The New Way to Pick a Place to Retire
Retirement living is no longer about sunshine, golf, hospitals and low costs. It's about senior-friendly activities, jobs, transportation and technologies. A new report examines 78 criteria in 359 cities to rank the very best places to retire.
Where is the best place to live when you retire? For decades folks have migrated to states like Florida and Arizona for the weather and low taxes. Many have moved abroad to countries like Ecuador and Panama for the low cost of living and cheap real estate.
But a lot has changed. New research suggests that an overwhelming number of Americans wish to age in place, and that as baby boomers retire en masse cities will make policy and infrastructure adjustments to accommodate them.
Nine in 10 retirees intend to stay put and eight in 10 say they'll feel that way even when they require assisted living, AARP has found. This developing trend has not been lost on community colleges and universities, which in virtually all cities have begun fashioning senior-friendly classes and even housing for those who want to be close to campus. It hasn't been lost on homebuilders either; they are exploring senior-friendly designs that include things like non-slip surfaces, grab bars in the bathroom, wider doorways, higher electrical outlets, entrances without steps, and lever handled doorknobs.

**Exercise goal**. Return verbatim the passage of the retirement article from "But a lot has" to "to accommodate them.".

**Extracted entries**.
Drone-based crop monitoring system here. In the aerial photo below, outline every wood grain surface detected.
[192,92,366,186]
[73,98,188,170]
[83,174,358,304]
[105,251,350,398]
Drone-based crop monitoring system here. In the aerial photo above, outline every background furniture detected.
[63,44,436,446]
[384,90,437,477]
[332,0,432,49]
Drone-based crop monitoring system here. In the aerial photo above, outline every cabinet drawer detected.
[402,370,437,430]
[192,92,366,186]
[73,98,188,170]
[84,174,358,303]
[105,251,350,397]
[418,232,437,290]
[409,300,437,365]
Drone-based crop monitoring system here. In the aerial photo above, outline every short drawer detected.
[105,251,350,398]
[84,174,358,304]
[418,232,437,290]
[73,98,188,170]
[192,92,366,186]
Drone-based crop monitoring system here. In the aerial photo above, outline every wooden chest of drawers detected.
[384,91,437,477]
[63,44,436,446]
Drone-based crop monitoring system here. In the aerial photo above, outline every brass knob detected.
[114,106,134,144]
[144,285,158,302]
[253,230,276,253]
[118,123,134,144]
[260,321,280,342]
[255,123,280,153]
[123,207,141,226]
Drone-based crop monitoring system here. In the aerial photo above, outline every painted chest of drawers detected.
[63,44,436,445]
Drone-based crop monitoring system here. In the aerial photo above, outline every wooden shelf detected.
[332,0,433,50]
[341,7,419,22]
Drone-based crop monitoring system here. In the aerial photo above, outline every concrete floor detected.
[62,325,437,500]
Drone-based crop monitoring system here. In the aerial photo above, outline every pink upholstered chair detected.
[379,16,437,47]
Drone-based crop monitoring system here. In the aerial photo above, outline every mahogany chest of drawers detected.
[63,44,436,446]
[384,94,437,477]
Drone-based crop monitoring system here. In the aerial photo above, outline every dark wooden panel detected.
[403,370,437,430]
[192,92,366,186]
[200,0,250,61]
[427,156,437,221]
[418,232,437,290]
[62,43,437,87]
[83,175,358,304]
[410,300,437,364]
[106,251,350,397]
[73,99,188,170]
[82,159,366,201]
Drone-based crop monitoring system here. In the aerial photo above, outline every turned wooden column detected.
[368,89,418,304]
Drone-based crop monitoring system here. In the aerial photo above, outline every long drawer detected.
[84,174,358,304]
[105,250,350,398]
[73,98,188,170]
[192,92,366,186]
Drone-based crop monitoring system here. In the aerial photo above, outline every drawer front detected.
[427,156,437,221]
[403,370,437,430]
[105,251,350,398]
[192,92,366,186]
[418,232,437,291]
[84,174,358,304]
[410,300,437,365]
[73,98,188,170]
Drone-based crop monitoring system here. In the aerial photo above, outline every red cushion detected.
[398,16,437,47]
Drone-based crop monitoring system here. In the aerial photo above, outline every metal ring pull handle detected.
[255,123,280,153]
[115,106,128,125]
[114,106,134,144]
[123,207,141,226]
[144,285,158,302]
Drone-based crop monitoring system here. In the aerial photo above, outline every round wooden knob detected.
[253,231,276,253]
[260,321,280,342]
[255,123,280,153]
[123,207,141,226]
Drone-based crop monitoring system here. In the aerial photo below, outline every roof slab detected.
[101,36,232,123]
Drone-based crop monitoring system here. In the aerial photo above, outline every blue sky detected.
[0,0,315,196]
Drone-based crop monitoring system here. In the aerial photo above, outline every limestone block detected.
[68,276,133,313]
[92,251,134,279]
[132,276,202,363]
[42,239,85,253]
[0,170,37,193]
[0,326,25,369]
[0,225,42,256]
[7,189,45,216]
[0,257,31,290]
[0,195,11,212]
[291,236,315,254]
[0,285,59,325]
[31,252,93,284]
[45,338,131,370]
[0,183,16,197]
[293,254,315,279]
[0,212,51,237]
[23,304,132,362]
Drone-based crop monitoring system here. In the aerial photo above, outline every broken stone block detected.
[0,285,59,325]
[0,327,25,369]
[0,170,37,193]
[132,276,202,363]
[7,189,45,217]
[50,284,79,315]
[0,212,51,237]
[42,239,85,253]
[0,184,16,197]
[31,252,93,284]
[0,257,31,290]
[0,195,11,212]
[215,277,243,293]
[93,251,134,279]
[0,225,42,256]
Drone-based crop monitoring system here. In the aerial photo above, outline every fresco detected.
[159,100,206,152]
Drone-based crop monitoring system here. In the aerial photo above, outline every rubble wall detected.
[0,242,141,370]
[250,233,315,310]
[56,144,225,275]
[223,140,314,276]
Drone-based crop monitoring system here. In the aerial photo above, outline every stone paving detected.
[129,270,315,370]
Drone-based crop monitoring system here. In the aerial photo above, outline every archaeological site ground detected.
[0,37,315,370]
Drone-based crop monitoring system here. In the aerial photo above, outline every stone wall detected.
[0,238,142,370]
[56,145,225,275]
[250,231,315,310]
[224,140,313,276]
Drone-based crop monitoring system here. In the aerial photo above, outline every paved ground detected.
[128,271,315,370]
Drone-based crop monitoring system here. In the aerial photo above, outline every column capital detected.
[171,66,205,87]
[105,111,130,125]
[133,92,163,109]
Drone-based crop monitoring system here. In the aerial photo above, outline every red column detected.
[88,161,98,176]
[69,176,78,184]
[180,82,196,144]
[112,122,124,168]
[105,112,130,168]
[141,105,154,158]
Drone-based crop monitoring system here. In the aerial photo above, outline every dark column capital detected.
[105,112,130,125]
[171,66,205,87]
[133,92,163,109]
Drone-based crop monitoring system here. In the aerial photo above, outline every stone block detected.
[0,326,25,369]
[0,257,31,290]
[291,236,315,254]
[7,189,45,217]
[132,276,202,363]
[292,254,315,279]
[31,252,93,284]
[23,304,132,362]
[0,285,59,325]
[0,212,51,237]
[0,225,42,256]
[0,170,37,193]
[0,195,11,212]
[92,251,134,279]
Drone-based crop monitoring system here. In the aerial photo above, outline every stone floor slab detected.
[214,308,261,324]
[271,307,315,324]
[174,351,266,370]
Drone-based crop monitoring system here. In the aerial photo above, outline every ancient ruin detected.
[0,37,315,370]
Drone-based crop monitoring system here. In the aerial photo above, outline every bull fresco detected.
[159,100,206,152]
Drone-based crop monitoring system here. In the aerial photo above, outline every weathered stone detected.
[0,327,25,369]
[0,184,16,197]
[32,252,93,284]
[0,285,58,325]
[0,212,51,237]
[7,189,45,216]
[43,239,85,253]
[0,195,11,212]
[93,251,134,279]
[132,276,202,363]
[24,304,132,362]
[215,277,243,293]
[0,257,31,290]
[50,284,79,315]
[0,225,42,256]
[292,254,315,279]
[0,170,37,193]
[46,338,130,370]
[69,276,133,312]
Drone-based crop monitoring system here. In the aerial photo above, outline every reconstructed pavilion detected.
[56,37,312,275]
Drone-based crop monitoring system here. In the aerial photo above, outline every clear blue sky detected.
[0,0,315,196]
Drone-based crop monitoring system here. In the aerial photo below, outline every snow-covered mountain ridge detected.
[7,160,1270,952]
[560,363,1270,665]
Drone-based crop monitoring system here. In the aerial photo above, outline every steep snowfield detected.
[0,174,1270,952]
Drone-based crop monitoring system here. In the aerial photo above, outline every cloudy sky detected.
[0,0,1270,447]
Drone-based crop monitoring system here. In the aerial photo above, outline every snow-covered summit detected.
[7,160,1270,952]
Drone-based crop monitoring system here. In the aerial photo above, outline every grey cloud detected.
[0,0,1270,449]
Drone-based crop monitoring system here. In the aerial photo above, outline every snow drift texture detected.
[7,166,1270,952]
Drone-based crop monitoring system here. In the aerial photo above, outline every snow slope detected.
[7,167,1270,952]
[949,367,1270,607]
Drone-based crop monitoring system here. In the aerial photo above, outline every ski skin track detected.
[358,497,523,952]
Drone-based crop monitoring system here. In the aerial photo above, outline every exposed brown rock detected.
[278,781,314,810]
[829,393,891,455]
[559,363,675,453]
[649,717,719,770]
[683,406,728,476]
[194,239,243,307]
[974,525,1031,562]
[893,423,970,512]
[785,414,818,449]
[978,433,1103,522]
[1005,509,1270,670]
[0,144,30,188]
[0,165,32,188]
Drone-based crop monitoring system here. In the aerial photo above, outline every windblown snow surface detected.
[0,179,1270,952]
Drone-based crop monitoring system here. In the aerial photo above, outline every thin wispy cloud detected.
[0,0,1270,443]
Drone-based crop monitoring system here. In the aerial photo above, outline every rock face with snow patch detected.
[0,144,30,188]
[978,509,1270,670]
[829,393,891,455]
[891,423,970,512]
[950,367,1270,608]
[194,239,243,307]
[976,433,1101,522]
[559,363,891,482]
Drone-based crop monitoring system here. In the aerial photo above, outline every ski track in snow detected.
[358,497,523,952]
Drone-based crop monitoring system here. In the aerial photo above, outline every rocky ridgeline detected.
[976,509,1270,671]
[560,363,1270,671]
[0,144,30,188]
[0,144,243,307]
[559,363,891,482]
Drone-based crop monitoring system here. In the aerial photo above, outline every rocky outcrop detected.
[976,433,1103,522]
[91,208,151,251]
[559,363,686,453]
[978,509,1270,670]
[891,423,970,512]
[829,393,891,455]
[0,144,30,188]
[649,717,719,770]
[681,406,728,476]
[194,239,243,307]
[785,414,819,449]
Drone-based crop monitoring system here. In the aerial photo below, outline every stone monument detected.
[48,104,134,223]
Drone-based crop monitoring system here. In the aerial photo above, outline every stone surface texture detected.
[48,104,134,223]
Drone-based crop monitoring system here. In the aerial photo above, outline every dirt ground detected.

**Written answer**.
But a lot has changed. New research suggests that an overwhelming number of Americans wish to age in place, and that as baby boomers retire en masse cities will make policy and infrastructure adjustments to accommodate them.